# Dataset excerpts:
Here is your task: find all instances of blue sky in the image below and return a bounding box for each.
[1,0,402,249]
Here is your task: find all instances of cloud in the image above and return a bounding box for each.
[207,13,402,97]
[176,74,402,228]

# What you need to do:
All of the records above are to be returned exactly as they stand.

# Output for this task:
Here is your task: find all instances of blue sky in the image below and return a bounding box for each.
[1,0,402,249]
Here is your task: find all instances of cloud in the image above and return a bounding box for each.
[207,13,402,97]
[176,74,402,228]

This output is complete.